### Instructions
a) In the printing apparatus description, where is the thermal head moved when the ink ribbons are switched?
b) Please continue the printing apparatus description from its last sentence.

The thermal head 260 is moved by a head moving mechanism to the photographic printing position at the time of photographic printing, and is moved thereby to the retreat position at the time of switching of the ink ribbons or reverse feeding of the lenticular sheet 12. At the photographic printing position, the thermal head 260 abuts against the platen roller 262 via the ink ribbon and the lenticular sheet 12. At the retreat position, the thermal head 260 is retreated from the platen roller 262.

In addition, the thermal head 260 is driven in accordance with a multi-view image for a 3D image (in the present embodiment, a six-view image) as described below, and sublimates ink on the ink ribbon to transfer the sublimated ink onto the lenticular sheet 12.

[Description of Control System of Printing Apparatus]

Next, the control system of the printing apparatus 10 having the above-mentioned configuration is described.

FIG. 14 is a block diagram illustrating a configuration of a main part of the printing apparatus 10.

The printing apparatus 10 includes a system controller 400, a program storage unit 402, a buffer memory 404, a sensor unit 406, an operation unit 408, a communication interface (communication I/F) 410, a control unit 420, a mechanism unit 430, a head driver 440, and the thermal head 260.

The system controller 400 controls the overall units according to a program for 3D printing, and a CPU (central processing unit) and the like can be conceived as the system controller 400. The program storage unit 402 stores therein the program for 3D printing, and the system controller 400 reads out and executes the program stored in the program storage unit 402 as appropriate.

### Dataset
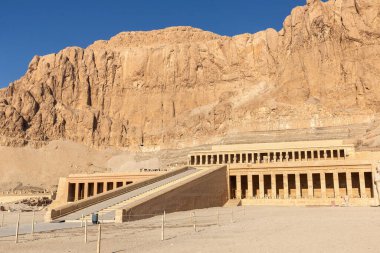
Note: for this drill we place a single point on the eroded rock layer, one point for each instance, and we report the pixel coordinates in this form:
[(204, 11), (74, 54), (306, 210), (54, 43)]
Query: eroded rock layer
[(182, 86)]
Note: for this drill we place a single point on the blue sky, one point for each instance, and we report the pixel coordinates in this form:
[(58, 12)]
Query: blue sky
[(40, 27)]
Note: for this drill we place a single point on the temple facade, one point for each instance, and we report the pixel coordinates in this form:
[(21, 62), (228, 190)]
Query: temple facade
[(295, 173)]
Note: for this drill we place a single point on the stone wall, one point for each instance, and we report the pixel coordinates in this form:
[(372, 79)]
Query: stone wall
[(210, 190)]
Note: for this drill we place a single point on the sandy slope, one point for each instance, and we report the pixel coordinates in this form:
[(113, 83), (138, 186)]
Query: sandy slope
[(262, 229)]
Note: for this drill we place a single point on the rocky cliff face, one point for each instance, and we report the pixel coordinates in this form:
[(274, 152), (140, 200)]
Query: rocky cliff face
[(182, 86)]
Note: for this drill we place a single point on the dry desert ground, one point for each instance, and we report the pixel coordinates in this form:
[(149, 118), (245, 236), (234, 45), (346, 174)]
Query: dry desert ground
[(253, 229)]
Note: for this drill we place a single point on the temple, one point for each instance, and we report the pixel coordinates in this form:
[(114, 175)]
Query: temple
[(290, 173)]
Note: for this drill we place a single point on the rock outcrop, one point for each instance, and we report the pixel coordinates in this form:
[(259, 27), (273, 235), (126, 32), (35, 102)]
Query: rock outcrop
[(182, 86)]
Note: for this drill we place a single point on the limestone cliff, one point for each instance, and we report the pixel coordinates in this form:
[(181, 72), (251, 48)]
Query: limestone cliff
[(182, 86)]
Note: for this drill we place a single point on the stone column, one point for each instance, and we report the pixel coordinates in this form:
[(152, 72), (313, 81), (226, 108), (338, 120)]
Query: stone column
[(349, 183), (85, 195), (238, 186), (261, 185), (274, 189), (323, 185), (76, 191), (286, 186), (336, 185), (250, 189), (310, 189), (362, 185), (298, 185)]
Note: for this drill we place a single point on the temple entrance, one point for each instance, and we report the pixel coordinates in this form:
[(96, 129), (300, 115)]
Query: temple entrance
[(244, 187), (292, 186), (317, 185), (71, 193), (330, 185), (279, 186), (256, 186), (304, 185), (233, 187), (267, 186)]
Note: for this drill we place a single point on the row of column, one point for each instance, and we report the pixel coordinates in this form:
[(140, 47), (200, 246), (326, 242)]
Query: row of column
[(298, 185), (266, 157), (81, 190)]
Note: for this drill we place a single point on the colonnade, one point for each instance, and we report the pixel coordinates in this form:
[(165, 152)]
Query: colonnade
[(203, 158), (82, 190), (316, 184)]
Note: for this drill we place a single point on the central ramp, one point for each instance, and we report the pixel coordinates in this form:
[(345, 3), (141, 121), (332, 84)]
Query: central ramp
[(107, 203)]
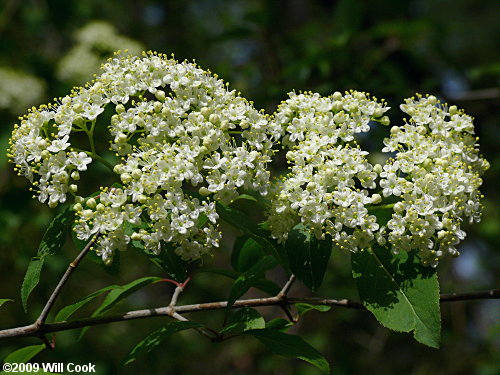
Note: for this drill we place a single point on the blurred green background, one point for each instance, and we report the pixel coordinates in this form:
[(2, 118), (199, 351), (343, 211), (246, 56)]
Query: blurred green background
[(264, 49)]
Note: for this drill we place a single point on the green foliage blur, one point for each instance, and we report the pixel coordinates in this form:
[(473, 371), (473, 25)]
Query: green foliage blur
[(265, 49)]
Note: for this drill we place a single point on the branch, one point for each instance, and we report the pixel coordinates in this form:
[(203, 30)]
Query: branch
[(64, 278), (37, 330)]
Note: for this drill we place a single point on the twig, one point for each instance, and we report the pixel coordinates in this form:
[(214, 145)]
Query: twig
[(43, 315), (207, 332), (37, 330)]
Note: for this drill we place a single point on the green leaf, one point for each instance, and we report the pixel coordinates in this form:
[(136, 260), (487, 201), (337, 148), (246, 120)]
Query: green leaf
[(290, 346), (401, 293), (52, 241), (170, 262), (69, 310), (265, 285), (307, 256), (119, 293), (248, 279), (246, 197), (55, 236), (23, 355), (246, 252), (302, 308), (31, 279), (279, 324), (156, 338), (3, 300), (241, 221), (243, 320)]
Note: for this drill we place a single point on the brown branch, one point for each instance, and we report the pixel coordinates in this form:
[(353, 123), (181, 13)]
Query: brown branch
[(60, 285), (37, 330)]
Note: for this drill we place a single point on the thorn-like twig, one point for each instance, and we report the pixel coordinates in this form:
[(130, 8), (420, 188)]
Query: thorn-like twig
[(37, 330), (52, 299)]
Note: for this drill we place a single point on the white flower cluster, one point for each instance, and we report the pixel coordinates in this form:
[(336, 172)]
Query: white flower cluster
[(95, 42), (19, 90), (173, 126), (330, 181), (187, 142), (436, 175)]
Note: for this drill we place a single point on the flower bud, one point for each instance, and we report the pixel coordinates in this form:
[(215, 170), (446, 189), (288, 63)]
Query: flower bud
[(337, 95), (91, 203), (160, 95), (399, 207), (136, 174), (204, 191), (126, 178)]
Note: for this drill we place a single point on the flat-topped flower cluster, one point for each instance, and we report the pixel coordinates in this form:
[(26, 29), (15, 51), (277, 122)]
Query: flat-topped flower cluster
[(186, 142)]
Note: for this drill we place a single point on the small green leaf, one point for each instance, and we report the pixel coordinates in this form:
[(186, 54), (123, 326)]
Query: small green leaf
[(302, 308), (119, 293), (279, 324), (401, 293), (55, 236), (52, 241), (31, 279), (69, 310), (243, 320), (247, 279), (246, 252), (3, 300), (170, 262), (156, 338), (23, 355), (246, 197), (307, 256), (240, 220), (290, 346), (265, 285)]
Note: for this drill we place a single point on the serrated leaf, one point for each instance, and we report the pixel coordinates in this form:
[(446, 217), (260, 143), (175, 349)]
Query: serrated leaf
[(156, 338), (3, 300), (243, 320), (52, 241), (31, 279), (302, 308), (69, 310), (307, 256), (247, 279), (401, 293), (246, 252), (290, 346), (23, 355)]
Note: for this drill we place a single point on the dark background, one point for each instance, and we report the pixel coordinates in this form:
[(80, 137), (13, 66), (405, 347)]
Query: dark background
[(390, 48)]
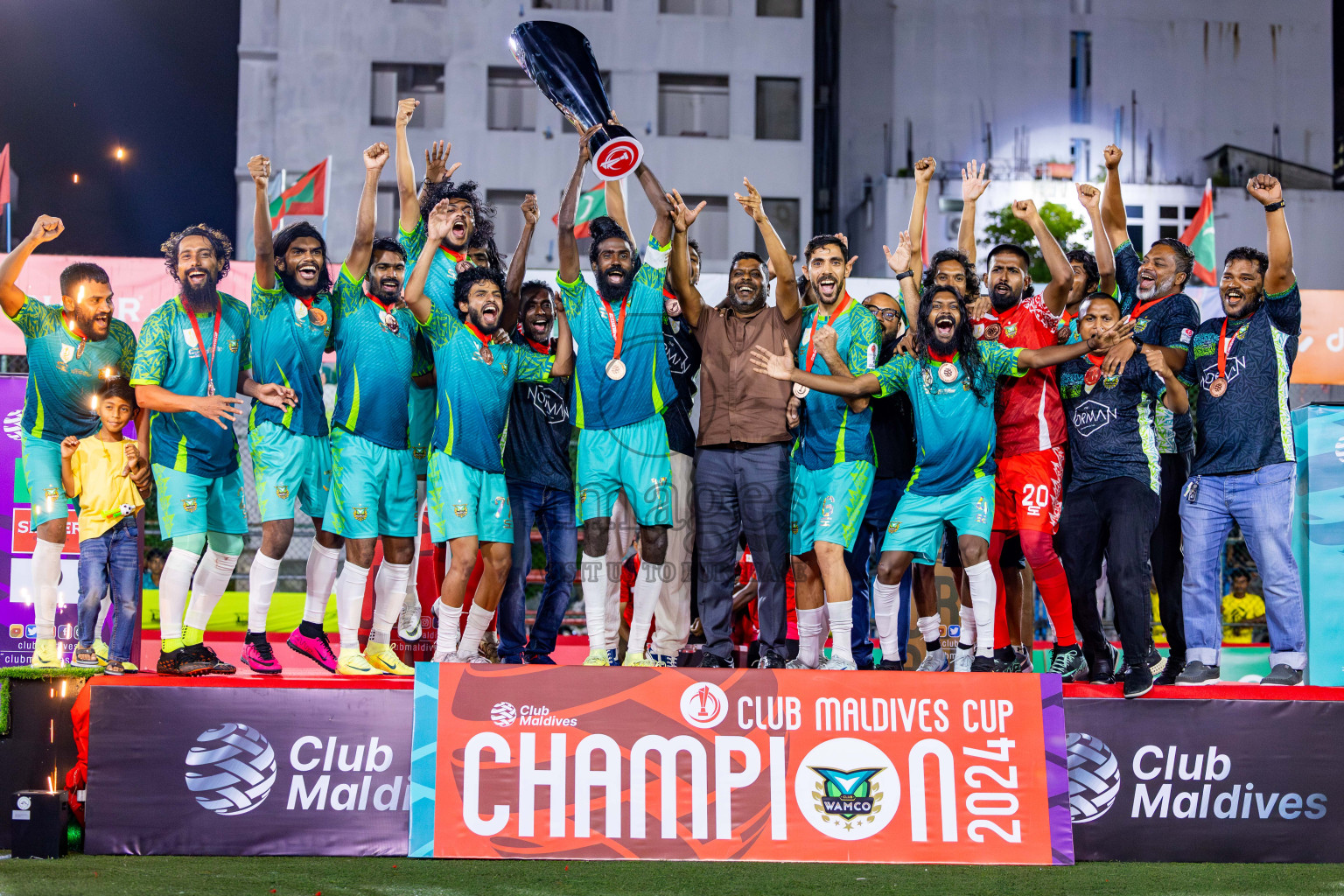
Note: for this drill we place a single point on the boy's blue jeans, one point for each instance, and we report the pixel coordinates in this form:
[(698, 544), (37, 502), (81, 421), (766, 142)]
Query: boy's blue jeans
[(112, 560)]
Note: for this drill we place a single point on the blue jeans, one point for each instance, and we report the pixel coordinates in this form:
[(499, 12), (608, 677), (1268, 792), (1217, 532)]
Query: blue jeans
[(862, 564), (110, 560), (553, 511), (1261, 502)]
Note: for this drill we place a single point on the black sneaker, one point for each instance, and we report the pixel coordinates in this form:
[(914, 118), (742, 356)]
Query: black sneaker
[(1138, 680), (1196, 673), (183, 662), (1283, 675), (1068, 664)]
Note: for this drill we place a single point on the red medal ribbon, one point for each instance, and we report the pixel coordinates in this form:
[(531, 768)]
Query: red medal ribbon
[(812, 338), (214, 346)]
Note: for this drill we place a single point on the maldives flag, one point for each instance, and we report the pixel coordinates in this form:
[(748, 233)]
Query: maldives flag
[(308, 195), (1199, 236), (592, 205)]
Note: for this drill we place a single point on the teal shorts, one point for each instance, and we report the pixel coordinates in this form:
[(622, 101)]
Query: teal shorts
[(373, 489), (42, 474), (191, 504), (288, 468), (917, 524), (466, 501), (632, 457), (828, 506), (421, 429)]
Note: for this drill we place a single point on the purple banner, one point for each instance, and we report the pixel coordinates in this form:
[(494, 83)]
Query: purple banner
[(248, 771)]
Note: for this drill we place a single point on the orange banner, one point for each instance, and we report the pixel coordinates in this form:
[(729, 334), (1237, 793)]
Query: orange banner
[(571, 762)]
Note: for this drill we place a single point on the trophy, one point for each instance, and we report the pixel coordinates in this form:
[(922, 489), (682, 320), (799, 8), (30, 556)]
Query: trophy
[(559, 60)]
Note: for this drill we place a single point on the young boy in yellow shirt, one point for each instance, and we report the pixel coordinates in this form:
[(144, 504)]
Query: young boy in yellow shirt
[(97, 471)]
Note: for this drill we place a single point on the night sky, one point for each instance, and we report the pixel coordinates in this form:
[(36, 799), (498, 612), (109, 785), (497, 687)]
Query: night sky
[(158, 77)]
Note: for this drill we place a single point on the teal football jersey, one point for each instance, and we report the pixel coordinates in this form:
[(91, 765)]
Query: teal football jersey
[(170, 355), (374, 355), (598, 402), (473, 393), (65, 371), (288, 344)]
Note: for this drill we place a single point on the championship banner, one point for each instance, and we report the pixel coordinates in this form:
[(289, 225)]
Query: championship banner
[(1206, 780), (248, 770), (569, 762)]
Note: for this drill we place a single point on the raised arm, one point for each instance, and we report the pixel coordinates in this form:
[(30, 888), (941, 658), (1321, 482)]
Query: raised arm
[(262, 242), (1269, 192), (973, 185), (416, 298), (787, 290), (1113, 205), (1090, 198), (408, 198), (1060, 271), (679, 260), (924, 173), (43, 231), (567, 245)]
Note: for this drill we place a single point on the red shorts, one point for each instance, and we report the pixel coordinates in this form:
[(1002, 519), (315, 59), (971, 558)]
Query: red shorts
[(1028, 492)]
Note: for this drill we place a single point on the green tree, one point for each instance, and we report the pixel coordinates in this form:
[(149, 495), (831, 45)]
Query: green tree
[(1004, 228)]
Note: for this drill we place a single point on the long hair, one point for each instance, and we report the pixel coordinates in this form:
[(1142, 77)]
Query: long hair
[(962, 340)]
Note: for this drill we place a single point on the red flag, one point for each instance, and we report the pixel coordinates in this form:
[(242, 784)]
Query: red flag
[(4, 175)]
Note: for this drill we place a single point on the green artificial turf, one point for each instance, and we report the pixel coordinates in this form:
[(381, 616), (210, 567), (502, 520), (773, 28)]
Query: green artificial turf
[(192, 876)]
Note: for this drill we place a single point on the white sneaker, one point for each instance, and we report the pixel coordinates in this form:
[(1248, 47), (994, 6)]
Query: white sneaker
[(409, 622)]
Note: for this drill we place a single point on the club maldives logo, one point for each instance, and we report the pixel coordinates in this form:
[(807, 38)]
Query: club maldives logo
[(230, 768), (847, 788)]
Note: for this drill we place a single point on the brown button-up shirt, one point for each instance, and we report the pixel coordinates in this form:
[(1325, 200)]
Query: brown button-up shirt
[(738, 404)]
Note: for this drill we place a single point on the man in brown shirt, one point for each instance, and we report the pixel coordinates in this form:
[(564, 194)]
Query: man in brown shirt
[(742, 452)]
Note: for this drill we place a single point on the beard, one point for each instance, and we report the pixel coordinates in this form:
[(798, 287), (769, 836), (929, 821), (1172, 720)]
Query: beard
[(614, 293)]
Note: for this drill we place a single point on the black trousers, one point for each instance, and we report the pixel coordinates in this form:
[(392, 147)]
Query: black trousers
[(1112, 519), (1166, 552)]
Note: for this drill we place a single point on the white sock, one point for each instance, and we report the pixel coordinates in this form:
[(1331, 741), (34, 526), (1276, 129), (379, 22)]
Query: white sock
[(812, 632), (388, 594), (46, 575), (983, 595), (207, 586), (594, 599), (842, 627), (929, 627), (449, 629), (478, 621), (173, 584), (321, 579), (968, 625), (261, 589), (350, 604), (648, 584), (886, 607)]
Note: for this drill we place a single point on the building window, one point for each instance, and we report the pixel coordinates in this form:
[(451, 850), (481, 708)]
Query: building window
[(784, 218), (584, 5), (1080, 77), (508, 220), (511, 103), (396, 80), (711, 228), (779, 109), (696, 7), (694, 107)]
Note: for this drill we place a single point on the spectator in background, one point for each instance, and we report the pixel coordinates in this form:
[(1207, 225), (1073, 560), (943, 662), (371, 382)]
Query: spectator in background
[(1242, 612)]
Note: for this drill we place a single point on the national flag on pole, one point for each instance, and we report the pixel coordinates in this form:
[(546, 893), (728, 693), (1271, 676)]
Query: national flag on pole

### Answers to the problems
a) To the retreat position.

b)
The buffer memory 404 temporarily stores therein photographic print data which is received from a personal computer (PC) (not illustrated) via the communication I/F 410.

The PC connected to the communication I/F 410 acquires a two-view color image (view point images, right and left images) in which the same subject photographed by a 3D camera or the like is photographed, and calculates, for each pixel, a shift amount (shift amount (parallax) between pixels) between feature points at which features match with each other, from the acquired right and left images. The calculated parallax is adjusted so as to suit 3D printing, and then the adjusted parallax is interpolated, to thereby create a six-view image. The PC further converts the color of the six-view image from R, G, and B into Y, M, and C, and generates a Y signal, an M signal, and a C signal for one page from the color-converted six-view image. The Y signal, the M signal, and the C signal are stored as the photographic print data in the buffer memory 404 via the communication I/F 410 from the PC.

It should be noted that the above-mentioned image processing function of the PC may be incorporated in the printing apparatus 10.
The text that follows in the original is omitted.